Excerpts of labeled region data
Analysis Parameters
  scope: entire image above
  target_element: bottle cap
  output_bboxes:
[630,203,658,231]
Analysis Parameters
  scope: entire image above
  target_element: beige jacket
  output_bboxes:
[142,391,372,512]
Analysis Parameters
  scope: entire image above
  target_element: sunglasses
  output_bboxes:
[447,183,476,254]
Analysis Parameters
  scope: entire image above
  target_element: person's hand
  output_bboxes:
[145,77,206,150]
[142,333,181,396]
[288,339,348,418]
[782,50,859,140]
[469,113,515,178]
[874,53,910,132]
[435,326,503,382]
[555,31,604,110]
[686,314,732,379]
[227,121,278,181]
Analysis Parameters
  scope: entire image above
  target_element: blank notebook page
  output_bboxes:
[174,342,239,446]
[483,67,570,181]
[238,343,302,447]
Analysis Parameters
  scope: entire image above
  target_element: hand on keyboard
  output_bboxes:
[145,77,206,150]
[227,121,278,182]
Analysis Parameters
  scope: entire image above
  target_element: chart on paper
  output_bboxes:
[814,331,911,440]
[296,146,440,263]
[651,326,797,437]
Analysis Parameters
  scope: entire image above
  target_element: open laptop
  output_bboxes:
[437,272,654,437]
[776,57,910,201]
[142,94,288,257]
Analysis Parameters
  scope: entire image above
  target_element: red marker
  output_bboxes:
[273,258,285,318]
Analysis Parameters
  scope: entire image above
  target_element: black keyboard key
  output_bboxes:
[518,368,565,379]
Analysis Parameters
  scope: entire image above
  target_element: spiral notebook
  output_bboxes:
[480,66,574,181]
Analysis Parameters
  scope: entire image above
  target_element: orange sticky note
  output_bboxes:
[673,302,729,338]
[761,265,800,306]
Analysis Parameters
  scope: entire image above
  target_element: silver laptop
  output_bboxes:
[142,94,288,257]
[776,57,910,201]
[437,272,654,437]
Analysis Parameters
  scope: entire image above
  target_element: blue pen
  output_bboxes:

> PROBLEM DESCRIPTION
Edit the records from their first line through the line containing "[447,183,476,254]", inclusive, so that "beige jacket" becomes "tan coat" and nothing else changes. Return only those lines.

> TASK SOLUTION
Analysis Parameters
  scope: entire image above
  target_element: bottle cap
  output_bboxes:
[630,203,658,231]
Analysis Parameters
  scope: entire image above
  target_element: tan coat
  output_bboxes:
[142,391,372,512]
Analysis Parameters
  scope: entire image above
  target_element: sunglasses
  output_bboxes:
[447,183,476,254]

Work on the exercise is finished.